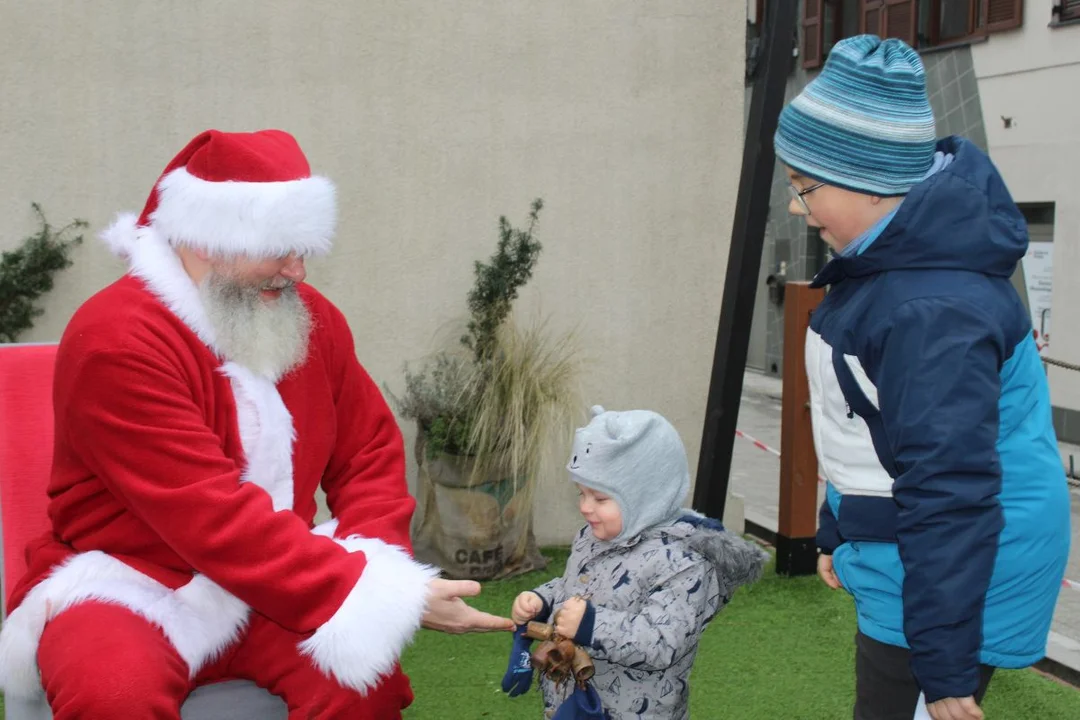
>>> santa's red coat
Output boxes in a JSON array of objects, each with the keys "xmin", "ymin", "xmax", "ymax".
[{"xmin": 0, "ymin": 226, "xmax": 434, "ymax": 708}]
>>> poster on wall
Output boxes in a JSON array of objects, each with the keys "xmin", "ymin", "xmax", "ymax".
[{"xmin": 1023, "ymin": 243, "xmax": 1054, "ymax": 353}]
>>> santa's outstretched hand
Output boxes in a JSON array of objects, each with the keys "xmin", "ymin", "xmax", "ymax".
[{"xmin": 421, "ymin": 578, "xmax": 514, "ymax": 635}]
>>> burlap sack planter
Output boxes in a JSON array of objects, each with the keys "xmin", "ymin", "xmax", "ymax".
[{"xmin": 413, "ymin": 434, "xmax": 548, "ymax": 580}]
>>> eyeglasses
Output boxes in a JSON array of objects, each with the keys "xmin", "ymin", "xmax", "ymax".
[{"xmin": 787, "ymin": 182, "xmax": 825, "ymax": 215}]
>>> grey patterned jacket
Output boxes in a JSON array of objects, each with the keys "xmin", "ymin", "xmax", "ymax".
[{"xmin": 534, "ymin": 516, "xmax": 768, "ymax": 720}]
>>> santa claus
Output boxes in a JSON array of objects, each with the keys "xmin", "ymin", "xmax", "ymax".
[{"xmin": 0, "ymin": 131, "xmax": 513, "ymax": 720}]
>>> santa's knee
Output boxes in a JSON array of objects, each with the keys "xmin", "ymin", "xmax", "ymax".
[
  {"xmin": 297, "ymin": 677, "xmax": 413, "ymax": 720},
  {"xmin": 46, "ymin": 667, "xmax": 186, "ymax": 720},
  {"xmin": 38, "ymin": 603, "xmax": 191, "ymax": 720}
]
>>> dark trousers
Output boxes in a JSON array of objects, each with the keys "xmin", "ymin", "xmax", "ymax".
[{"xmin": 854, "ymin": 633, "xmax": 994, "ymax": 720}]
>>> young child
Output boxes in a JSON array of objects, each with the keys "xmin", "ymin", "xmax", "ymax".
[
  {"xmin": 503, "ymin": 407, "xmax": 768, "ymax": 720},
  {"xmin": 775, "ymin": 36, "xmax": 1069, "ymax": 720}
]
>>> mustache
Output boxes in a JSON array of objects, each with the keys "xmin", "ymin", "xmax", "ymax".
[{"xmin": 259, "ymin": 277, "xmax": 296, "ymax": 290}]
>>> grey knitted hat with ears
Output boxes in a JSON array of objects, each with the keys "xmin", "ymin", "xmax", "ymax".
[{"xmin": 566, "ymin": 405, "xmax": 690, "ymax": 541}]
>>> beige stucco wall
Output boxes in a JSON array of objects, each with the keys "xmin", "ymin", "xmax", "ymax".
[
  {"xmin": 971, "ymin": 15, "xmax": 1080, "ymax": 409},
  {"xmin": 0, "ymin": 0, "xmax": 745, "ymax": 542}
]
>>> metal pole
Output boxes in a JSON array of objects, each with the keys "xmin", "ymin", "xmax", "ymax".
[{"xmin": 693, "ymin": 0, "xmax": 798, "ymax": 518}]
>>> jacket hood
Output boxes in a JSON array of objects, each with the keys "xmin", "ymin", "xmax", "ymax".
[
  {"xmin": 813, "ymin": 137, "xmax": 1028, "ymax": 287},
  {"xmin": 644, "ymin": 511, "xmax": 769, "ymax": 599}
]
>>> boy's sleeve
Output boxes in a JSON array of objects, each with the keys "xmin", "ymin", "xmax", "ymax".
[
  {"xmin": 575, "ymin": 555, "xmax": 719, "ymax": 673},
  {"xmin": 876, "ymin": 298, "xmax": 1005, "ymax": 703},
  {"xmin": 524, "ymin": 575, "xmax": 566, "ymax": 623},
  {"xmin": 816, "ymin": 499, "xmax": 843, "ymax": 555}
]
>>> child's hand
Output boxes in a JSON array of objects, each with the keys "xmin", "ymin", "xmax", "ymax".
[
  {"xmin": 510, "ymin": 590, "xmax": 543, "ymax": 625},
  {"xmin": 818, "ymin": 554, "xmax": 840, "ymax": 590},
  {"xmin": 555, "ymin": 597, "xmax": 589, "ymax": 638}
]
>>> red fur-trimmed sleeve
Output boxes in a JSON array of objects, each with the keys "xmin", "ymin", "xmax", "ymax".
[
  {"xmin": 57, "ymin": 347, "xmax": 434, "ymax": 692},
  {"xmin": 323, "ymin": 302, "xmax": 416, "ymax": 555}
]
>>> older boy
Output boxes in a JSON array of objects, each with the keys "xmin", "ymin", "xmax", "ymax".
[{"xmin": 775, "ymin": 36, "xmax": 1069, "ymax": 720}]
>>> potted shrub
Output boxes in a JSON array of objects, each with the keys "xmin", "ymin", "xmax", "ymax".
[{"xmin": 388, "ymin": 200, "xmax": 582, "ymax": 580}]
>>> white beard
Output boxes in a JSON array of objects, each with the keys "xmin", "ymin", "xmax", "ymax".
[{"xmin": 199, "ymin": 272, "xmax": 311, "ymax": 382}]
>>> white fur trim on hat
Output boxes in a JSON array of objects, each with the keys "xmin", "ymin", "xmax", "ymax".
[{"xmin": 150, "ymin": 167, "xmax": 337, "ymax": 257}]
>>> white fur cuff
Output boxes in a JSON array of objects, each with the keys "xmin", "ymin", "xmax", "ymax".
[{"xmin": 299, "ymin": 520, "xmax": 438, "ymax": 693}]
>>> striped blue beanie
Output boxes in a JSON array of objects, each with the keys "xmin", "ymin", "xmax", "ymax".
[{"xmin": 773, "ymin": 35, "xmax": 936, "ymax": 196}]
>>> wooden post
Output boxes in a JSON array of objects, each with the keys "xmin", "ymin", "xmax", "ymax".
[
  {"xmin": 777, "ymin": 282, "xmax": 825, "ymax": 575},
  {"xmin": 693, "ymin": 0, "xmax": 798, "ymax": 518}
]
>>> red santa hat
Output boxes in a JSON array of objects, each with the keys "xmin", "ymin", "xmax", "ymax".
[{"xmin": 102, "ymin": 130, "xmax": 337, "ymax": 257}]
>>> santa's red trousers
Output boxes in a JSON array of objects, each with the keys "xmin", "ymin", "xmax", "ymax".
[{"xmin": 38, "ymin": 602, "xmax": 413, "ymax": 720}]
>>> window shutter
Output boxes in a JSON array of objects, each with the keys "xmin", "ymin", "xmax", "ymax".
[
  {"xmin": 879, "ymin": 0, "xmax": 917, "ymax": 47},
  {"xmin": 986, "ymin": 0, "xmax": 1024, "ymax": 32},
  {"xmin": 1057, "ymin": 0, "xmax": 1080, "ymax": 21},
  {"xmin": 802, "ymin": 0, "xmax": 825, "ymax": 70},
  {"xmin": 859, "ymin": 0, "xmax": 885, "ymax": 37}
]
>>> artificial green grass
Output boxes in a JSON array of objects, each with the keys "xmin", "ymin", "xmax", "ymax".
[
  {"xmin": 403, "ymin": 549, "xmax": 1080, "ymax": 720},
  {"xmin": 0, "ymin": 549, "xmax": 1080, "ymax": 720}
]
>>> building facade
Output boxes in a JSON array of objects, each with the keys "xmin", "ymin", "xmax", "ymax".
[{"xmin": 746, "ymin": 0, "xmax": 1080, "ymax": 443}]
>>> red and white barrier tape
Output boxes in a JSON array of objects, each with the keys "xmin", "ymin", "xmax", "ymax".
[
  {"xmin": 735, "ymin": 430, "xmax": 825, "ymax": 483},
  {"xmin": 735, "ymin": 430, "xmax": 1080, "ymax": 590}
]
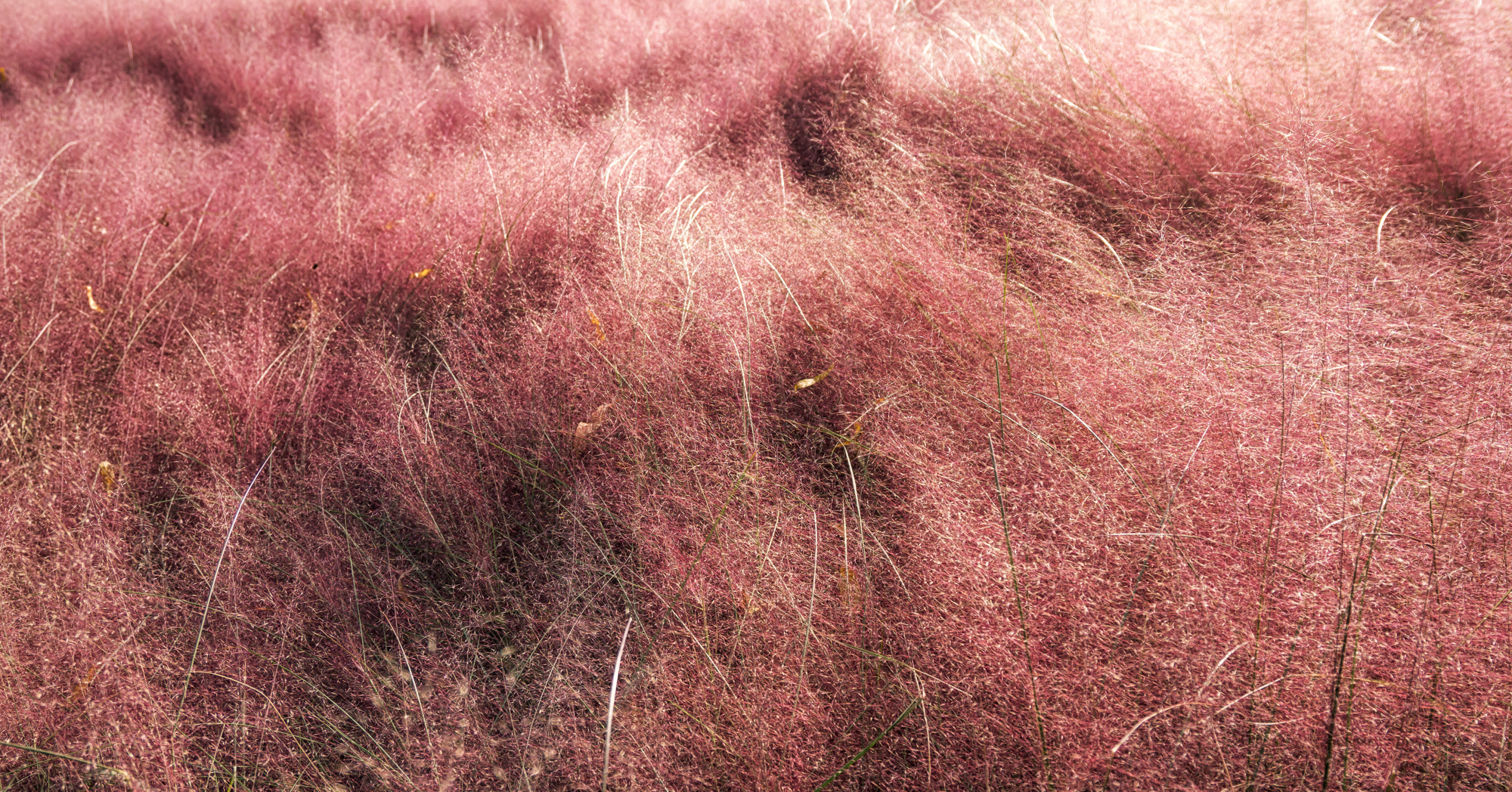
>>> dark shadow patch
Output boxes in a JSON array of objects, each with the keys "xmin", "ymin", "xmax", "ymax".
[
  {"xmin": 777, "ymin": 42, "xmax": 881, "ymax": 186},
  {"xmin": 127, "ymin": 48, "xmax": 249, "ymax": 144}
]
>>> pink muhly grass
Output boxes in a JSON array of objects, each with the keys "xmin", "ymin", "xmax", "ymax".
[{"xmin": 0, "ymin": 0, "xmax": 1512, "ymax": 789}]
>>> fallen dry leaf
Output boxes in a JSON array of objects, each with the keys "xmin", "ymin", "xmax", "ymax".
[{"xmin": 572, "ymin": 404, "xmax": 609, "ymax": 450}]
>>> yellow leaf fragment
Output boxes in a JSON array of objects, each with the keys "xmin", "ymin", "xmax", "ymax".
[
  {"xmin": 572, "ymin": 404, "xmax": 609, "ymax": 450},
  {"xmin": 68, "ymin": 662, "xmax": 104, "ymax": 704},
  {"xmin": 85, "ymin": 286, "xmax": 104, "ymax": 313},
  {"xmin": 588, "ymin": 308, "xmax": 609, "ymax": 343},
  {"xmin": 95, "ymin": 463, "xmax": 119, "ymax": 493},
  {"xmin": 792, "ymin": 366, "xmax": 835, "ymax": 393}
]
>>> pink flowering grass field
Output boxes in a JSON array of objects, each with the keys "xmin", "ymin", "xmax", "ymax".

---

» WORK TO COMPLETE
Count the lines in the rows above that contain the string "hand". Give only the number.

» TASK RESPONSE
2